[Begin RECORDS TO PROCESS]

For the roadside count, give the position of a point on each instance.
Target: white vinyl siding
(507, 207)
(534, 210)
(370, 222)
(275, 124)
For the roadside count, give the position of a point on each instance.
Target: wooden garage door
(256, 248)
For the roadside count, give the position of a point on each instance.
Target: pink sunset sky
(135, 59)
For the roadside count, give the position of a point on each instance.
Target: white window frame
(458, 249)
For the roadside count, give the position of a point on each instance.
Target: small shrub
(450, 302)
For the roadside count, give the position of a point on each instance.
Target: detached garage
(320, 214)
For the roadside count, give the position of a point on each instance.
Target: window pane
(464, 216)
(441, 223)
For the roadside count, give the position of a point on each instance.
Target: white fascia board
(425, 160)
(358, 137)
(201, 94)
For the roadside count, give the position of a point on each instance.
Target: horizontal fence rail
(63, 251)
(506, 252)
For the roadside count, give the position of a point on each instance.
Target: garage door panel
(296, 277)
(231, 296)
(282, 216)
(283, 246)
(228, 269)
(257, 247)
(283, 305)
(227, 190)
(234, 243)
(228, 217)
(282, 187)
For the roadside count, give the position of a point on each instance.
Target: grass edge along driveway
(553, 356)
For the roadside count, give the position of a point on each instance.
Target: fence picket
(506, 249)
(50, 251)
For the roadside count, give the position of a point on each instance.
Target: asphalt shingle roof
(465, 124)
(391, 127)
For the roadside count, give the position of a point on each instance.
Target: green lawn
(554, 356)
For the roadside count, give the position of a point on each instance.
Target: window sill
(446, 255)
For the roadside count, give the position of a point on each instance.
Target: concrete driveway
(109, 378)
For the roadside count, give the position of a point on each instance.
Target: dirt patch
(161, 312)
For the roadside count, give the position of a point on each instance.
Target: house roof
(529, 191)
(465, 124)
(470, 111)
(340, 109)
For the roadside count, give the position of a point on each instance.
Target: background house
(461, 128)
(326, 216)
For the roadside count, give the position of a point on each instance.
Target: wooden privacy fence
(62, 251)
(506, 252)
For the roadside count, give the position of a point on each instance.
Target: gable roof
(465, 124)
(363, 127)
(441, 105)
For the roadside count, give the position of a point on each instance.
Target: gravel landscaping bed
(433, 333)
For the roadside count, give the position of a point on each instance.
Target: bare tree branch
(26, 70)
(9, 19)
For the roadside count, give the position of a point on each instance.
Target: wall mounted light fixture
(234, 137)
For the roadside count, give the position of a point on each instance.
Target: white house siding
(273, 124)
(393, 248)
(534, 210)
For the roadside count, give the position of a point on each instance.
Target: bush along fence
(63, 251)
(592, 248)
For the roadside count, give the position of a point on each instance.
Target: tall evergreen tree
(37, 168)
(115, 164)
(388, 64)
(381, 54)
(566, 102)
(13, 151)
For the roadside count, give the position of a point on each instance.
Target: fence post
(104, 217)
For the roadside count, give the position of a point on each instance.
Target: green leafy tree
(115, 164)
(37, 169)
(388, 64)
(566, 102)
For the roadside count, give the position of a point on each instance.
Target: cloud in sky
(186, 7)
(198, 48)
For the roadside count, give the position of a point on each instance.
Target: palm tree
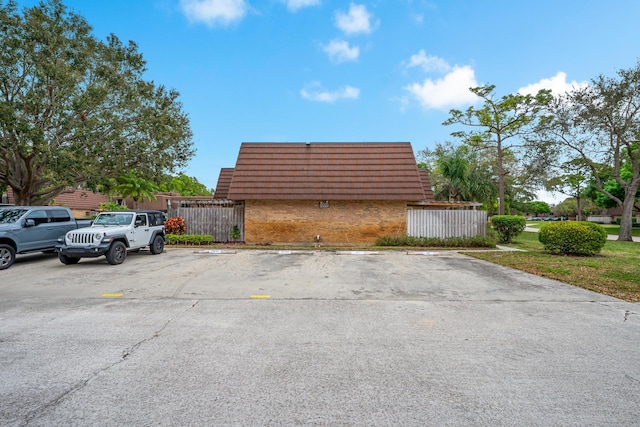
(129, 185)
(462, 177)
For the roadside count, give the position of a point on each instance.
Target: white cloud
(214, 12)
(428, 63)
(295, 5)
(558, 85)
(357, 20)
(417, 18)
(317, 93)
(340, 51)
(448, 92)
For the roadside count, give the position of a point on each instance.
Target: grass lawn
(615, 271)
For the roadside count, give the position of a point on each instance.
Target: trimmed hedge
(435, 242)
(508, 226)
(189, 239)
(573, 238)
(634, 222)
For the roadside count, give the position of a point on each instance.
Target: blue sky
(339, 71)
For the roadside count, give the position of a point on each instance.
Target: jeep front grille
(82, 238)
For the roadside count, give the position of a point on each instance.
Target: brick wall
(342, 223)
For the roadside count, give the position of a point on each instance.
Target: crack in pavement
(32, 415)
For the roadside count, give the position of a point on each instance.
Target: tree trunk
(578, 208)
(626, 224)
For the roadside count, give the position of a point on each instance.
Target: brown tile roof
(224, 182)
(326, 171)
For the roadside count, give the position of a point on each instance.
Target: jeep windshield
(113, 219)
(10, 215)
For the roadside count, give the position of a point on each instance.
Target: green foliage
(112, 206)
(538, 207)
(458, 174)
(75, 109)
(175, 225)
(435, 242)
(508, 226)
(129, 185)
(189, 239)
(499, 127)
(573, 238)
(598, 123)
(184, 185)
(634, 222)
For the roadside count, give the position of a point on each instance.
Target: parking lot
(296, 338)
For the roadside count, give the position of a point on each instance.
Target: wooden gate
(446, 223)
(217, 221)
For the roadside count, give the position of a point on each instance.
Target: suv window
(156, 218)
(59, 215)
(141, 220)
(39, 216)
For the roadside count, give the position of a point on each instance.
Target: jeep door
(61, 222)
(142, 231)
(39, 235)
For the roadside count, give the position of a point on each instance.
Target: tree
(500, 126)
(601, 125)
(185, 185)
(75, 110)
(569, 207)
(572, 182)
(458, 175)
(538, 207)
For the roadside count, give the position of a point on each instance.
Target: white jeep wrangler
(113, 234)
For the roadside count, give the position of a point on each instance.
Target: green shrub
(573, 238)
(634, 221)
(508, 226)
(435, 242)
(189, 239)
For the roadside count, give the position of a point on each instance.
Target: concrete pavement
(313, 338)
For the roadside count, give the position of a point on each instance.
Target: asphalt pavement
(310, 338)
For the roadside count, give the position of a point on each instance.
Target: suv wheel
(7, 256)
(117, 253)
(157, 246)
(68, 260)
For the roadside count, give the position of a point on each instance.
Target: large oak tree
(500, 127)
(600, 124)
(75, 110)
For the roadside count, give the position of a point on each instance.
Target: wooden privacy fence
(217, 221)
(446, 223)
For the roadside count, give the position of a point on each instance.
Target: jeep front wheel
(157, 246)
(68, 260)
(7, 256)
(117, 253)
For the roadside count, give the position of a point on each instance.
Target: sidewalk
(609, 237)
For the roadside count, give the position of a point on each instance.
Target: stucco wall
(342, 223)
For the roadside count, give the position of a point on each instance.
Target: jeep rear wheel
(7, 256)
(117, 253)
(157, 246)
(68, 260)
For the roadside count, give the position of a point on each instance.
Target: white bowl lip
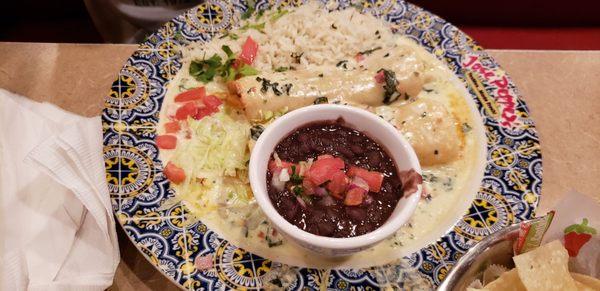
(382, 232)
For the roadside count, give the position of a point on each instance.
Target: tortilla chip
(545, 268)
(590, 282)
(493, 272)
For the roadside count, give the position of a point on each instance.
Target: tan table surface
(561, 88)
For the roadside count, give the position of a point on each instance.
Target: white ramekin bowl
(373, 126)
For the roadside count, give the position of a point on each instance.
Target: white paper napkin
(58, 231)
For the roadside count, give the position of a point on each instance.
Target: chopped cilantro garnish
(227, 51)
(343, 64)
(204, 71)
(391, 94)
(297, 57)
(466, 127)
(298, 190)
(260, 14)
(247, 71)
(256, 131)
(295, 178)
(369, 51)
(259, 26)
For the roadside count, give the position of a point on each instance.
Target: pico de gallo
(331, 180)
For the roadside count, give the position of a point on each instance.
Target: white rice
(321, 37)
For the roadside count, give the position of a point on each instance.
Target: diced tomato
(359, 57)
(172, 127)
(191, 95)
(249, 51)
(166, 141)
(211, 101)
(323, 170)
(380, 77)
(354, 196)
(309, 187)
(338, 183)
(284, 165)
(188, 109)
(373, 178)
(174, 173)
(338, 196)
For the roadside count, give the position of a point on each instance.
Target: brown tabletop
(561, 88)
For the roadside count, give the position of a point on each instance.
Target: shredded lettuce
(215, 162)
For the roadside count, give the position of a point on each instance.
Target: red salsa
(332, 180)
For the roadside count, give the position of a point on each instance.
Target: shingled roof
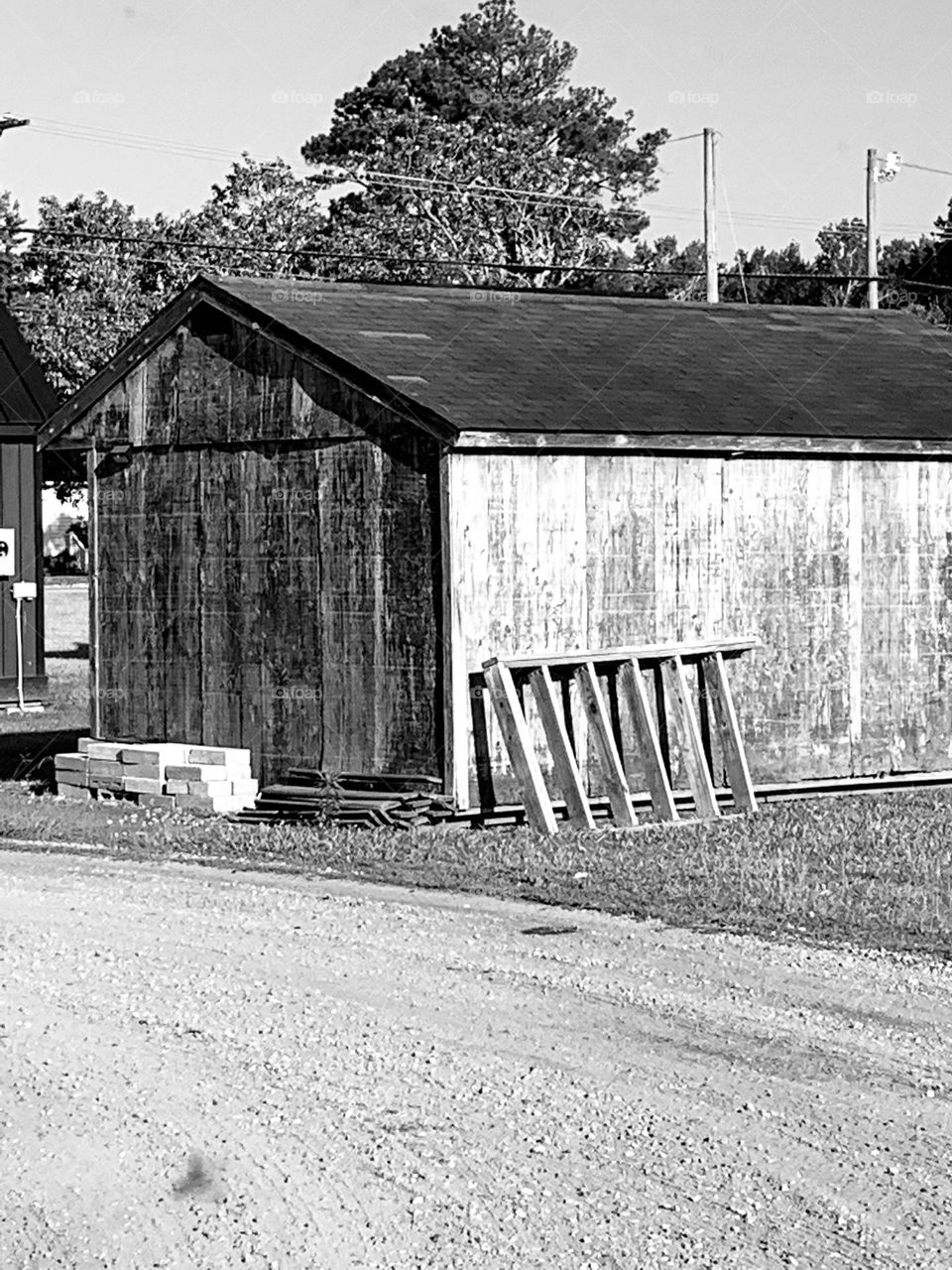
(26, 397)
(548, 362)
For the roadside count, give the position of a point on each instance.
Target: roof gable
(524, 362)
(26, 397)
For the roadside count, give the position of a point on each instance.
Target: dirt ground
(203, 1069)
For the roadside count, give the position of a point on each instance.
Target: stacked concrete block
(72, 775)
(169, 775)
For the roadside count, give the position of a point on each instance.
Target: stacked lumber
(171, 775)
(402, 802)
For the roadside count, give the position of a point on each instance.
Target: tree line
(471, 160)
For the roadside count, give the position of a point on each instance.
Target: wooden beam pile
(395, 802)
(167, 775)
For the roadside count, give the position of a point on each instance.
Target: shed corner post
(93, 567)
(456, 681)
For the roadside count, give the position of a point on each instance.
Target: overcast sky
(176, 89)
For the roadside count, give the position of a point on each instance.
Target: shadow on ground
(28, 756)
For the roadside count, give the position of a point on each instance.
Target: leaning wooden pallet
(622, 668)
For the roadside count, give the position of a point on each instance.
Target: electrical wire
(918, 167)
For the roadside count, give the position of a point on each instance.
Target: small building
(26, 404)
(316, 508)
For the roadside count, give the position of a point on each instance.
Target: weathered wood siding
(19, 511)
(266, 561)
(843, 568)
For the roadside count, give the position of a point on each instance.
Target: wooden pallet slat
(549, 677)
(518, 739)
(612, 769)
(729, 730)
(633, 685)
(688, 731)
(563, 763)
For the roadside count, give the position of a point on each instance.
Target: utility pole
(710, 217)
(873, 262)
(7, 122)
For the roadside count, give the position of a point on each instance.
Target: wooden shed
(316, 508)
(26, 403)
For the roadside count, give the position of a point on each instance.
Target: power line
(918, 167)
(728, 275)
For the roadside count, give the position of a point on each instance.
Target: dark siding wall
(19, 511)
(278, 597)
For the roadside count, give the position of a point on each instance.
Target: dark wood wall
(19, 511)
(266, 562)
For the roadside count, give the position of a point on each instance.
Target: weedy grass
(867, 870)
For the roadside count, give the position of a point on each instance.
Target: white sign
(8, 563)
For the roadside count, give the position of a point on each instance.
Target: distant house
(26, 403)
(316, 508)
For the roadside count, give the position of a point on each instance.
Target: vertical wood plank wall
(19, 511)
(843, 568)
(267, 570)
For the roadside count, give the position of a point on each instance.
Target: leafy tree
(743, 285)
(10, 226)
(433, 145)
(843, 250)
(96, 272)
(84, 287)
(919, 271)
(263, 206)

[End RECORDS TO PROCESS]

■ **REQUIREMENTS**
From the listing above, pull out every line that contains the string "house" and copy each one in full.

■ **EXERCISE RESPONSE**
Target: house roof
Target: background house
Target: white house siding
Target: distant house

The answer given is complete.